EXERCISE DATA ->
╭──

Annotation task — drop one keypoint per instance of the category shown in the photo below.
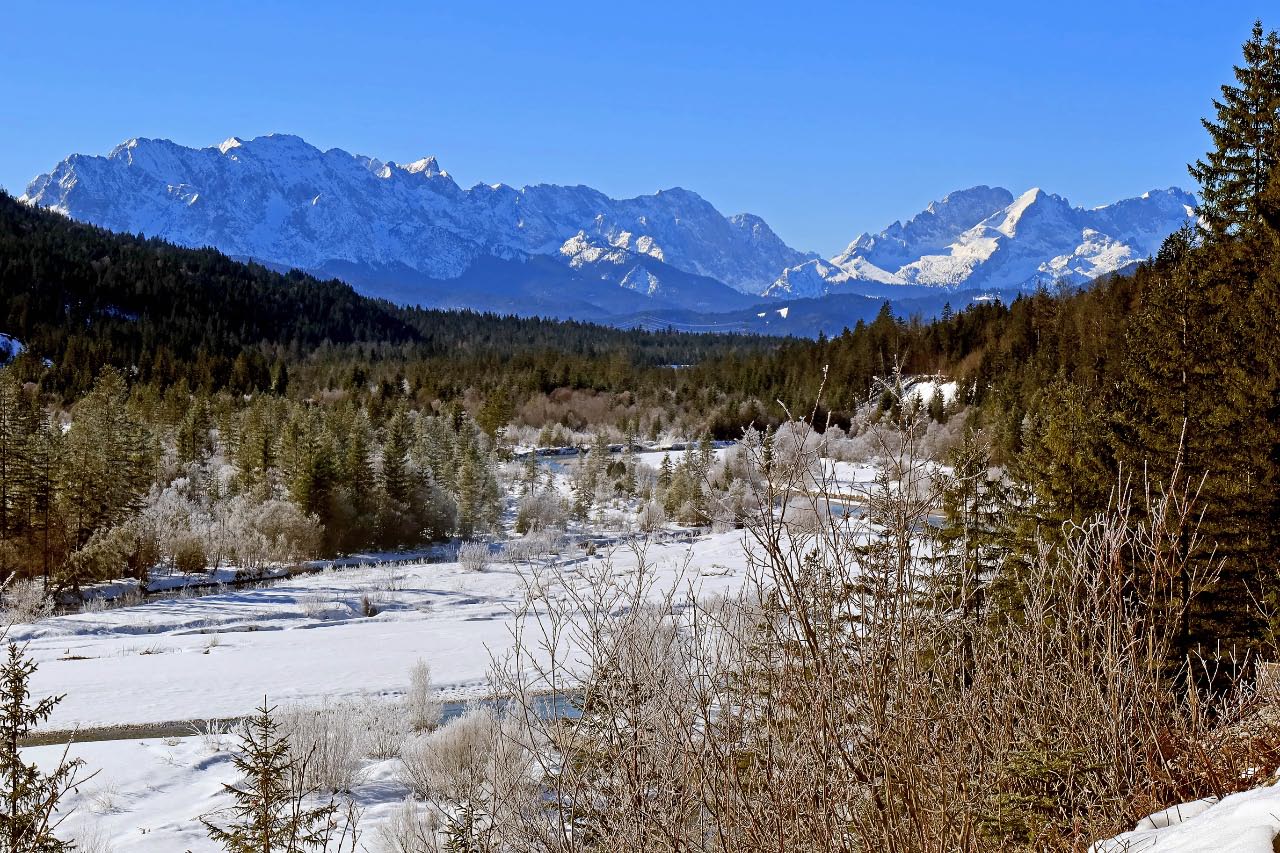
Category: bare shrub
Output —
(423, 706)
(474, 556)
(850, 699)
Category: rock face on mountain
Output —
(984, 238)
(411, 233)
(282, 201)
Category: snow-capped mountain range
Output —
(412, 233)
(984, 238)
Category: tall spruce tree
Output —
(269, 813)
(30, 813)
(1191, 400)
(1235, 173)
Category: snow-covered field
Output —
(1247, 822)
(307, 639)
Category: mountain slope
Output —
(984, 238)
(82, 296)
(279, 200)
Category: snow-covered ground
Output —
(149, 796)
(307, 638)
(1247, 822)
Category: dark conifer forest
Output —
(142, 359)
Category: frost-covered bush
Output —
(421, 705)
(474, 556)
(24, 601)
(273, 530)
(411, 829)
(325, 742)
(385, 725)
(652, 518)
(455, 758)
(539, 510)
(188, 555)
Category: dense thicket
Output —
(257, 386)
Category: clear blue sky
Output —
(826, 119)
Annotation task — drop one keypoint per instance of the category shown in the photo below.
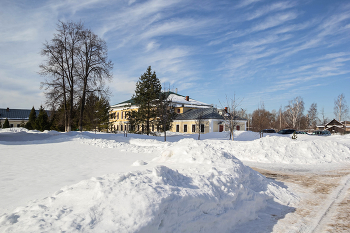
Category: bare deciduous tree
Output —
(60, 68)
(76, 64)
(93, 67)
(312, 116)
(340, 108)
(294, 111)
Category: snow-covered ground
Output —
(86, 182)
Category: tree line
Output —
(293, 115)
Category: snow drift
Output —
(214, 192)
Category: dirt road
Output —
(324, 204)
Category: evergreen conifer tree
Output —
(6, 124)
(42, 121)
(32, 118)
(148, 90)
(165, 113)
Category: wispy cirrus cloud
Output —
(277, 6)
(275, 20)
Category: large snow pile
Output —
(189, 187)
(183, 185)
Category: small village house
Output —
(335, 126)
(16, 117)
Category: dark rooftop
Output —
(17, 113)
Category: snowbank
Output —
(184, 185)
(157, 200)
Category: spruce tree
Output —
(32, 118)
(165, 113)
(6, 124)
(148, 90)
(42, 121)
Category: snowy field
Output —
(86, 182)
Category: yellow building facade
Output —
(187, 121)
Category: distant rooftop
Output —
(177, 99)
(19, 114)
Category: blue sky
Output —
(263, 51)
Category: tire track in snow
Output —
(337, 196)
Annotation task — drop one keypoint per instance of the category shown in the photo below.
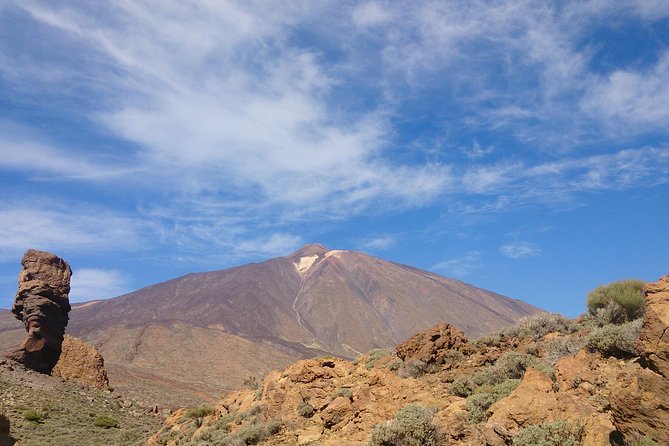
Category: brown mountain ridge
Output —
(191, 338)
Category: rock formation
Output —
(42, 304)
(638, 398)
(432, 345)
(80, 361)
(527, 385)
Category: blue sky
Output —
(521, 146)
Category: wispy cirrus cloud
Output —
(95, 283)
(245, 116)
(461, 266)
(41, 224)
(520, 250)
(379, 242)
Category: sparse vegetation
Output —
(33, 415)
(564, 346)
(4, 424)
(485, 396)
(256, 432)
(615, 340)
(412, 426)
(538, 326)
(374, 355)
(511, 365)
(105, 422)
(413, 368)
(559, 433)
(199, 412)
(395, 364)
(493, 340)
(618, 302)
(643, 441)
(39, 407)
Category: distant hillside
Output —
(196, 336)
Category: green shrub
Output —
(4, 424)
(618, 302)
(32, 415)
(511, 365)
(200, 412)
(643, 441)
(255, 433)
(374, 355)
(395, 364)
(305, 410)
(559, 433)
(493, 340)
(485, 396)
(413, 368)
(105, 422)
(462, 386)
(412, 426)
(538, 326)
(564, 346)
(615, 340)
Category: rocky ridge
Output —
(494, 392)
(259, 317)
(80, 361)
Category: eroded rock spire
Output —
(42, 304)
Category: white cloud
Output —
(460, 266)
(380, 242)
(93, 283)
(632, 100)
(23, 151)
(237, 123)
(478, 151)
(370, 14)
(225, 104)
(520, 250)
(39, 224)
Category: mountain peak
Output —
(310, 249)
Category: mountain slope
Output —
(203, 333)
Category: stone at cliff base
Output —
(639, 395)
(433, 344)
(654, 336)
(42, 304)
(80, 361)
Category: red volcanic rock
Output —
(433, 344)
(42, 304)
(654, 336)
(81, 362)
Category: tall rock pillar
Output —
(42, 304)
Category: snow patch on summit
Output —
(303, 265)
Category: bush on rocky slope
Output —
(617, 302)
(559, 433)
(412, 426)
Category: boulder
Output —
(81, 361)
(638, 397)
(433, 345)
(42, 304)
(654, 336)
(639, 404)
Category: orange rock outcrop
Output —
(80, 361)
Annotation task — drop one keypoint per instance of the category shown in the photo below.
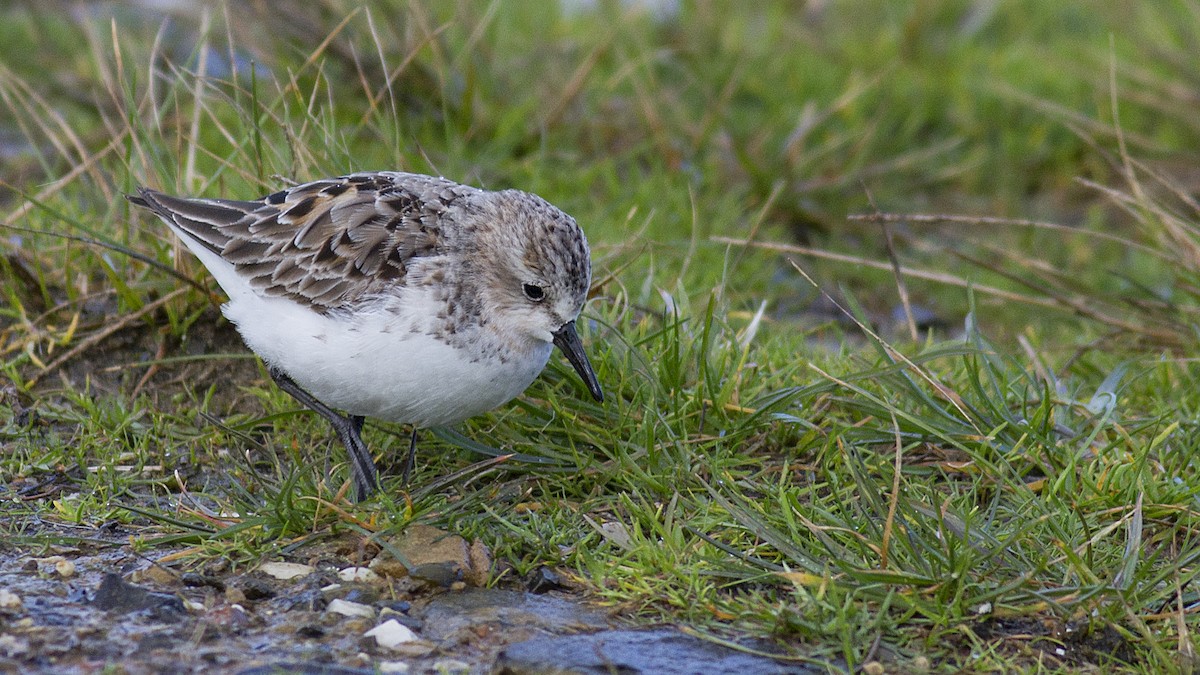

╰──

PROBLEM TO SOLVE -> Output all of the records exactly as they appear above, but not the pictures.

ANSWER SPACE ->
Annotation task — drop one keypoint per instance of the category shown in the photo below.
Category: bare shrub
Output —
(423, 706)
(474, 556)
(850, 699)
Category: rock face on mountain
Output —
(984, 238)
(411, 233)
(282, 201)
Category: snow-capped mountain range
Output —
(412, 233)
(984, 238)
Category: tall spruce tree
Output —
(269, 813)
(30, 813)
(1191, 400)
(1235, 173)
Category: snow-covered field
Output —
(1247, 822)
(307, 639)
Category: mountain slope
Output —
(984, 238)
(82, 296)
(279, 200)
Category: snow-covered ground
Output —
(149, 796)
(307, 638)
(1247, 822)
Category: dark conifer forest
Output —
(142, 359)
Category: frost-covered bush
Output —
(421, 705)
(474, 556)
(24, 601)
(273, 530)
(411, 829)
(325, 742)
(385, 725)
(652, 518)
(455, 758)
(539, 510)
(188, 555)
Category: dense thicket
Output —
(257, 386)
Category: clear blue sky
Output —
(826, 119)
Annotation task — drop one keypoint per instance of the category shown in the photo below.
Category: bare deciduous tree
Output —
(60, 68)
(76, 64)
(93, 67)
(312, 116)
(340, 108)
(294, 111)
Category: snow-covered ground
Output —
(86, 182)
Category: tree line
Output —
(293, 115)
Category: snow drift
Output —
(214, 192)
Category: dirt road
Output —
(324, 204)
Category: evergreen conifer tree
Output —
(6, 124)
(42, 121)
(32, 118)
(148, 90)
(165, 113)
Category: wispy cirrus cloud
Output —
(277, 6)
(275, 20)
Category: large snow pile
Output —
(189, 187)
(183, 185)
Category: small village house
Output —
(335, 126)
(16, 117)
Category: dark rooftop
Output —
(17, 113)
Category: snowbank
Output —
(184, 185)
(157, 200)
Category: spruce tree
Output —
(32, 118)
(165, 113)
(6, 124)
(148, 90)
(42, 121)
Category: snowy field
Output —
(86, 182)
Category: yellow building facade
Output —
(187, 121)
Category: distant rooftop
Output —
(177, 99)
(19, 114)
Category: blue sky
Output —
(263, 51)
Category: tire track in snow
Output —
(337, 196)
Annotation task — drop one keypoint per instance of the category shown in the photo below.
Category: brown mountain ridge
Output —
(191, 338)
Category: rock formation
Output —
(42, 304)
(638, 398)
(432, 345)
(80, 361)
(527, 385)
Category: blue sky
Output —
(521, 146)
Category: wispy cirrus cloud
Output —
(95, 283)
(245, 116)
(461, 266)
(41, 224)
(520, 250)
(379, 242)
Category: sparse vegetation
Output —
(33, 415)
(564, 346)
(4, 424)
(485, 396)
(256, 432)
(615, 340)
(412, 426)
(538, 326)
(374, 355)
(511, 365)
(105, 422)
(413, 368)
(559, 433)
(199, 412)
(395, 364)
(493, 340)
(618, 302)
(643, 441)
(39, 407)
Category: distant hillside
Output —
(196, 336)
Category: green shrub
Output —
(4, 424)
(618, 302)
(32, 415)
(511, 365)
(200, 412)
(643, 441)
(255, 433)
(374, 355)
(395, 364)
(305, 410)
(559, 433)
(493, 340)
(485, 396)
(413, 368)
(105, 422)
(462, 386)
(412, 426)
(538, 326)
(564, 346)
(615, 340)
Category: rocky ridge
Output —
(494, 392)
(259, 317)
(80, 361)
Category: eroded rock spire
Output —
(42, 304)
Category: white cloud
Output —
(460, 266)
(380, 242)
(93, 283)
(632, 100)
(23, 151)
(237, 123)
(478, 151)
(370, 14)
(225, 104)
(520, 250)
(39, 224)
Category: mountain peak
Output —
(310, 249)
Category: mountain slope
Output —
(203, 333)
Category: stone at cliff base
Output —
(639, 395)
(433, 344)
(654, 336)
(42, 304)
(80, 361)
Category: red volcanic rock
Output —
(433, 344)
(42, 304)
(654, 336)
(81, 362)
Category: tall rock pillar
Output —
(42, 304)
Category: snow patch on summit
Output —
(303, 265)
Category: bush on rocky slope
Output —
(617, 302)
(559, 433)
(412, 426)
Category: boulder
Output —
(81, 361)
(638, 397)
(433, 345)
(42, 304)
(654, 336)
(639, 404)
Category: orange rock outcrop
Output —
(80, 361)
Annotation task — drop one keypoint per instance of the category shown in the photo below.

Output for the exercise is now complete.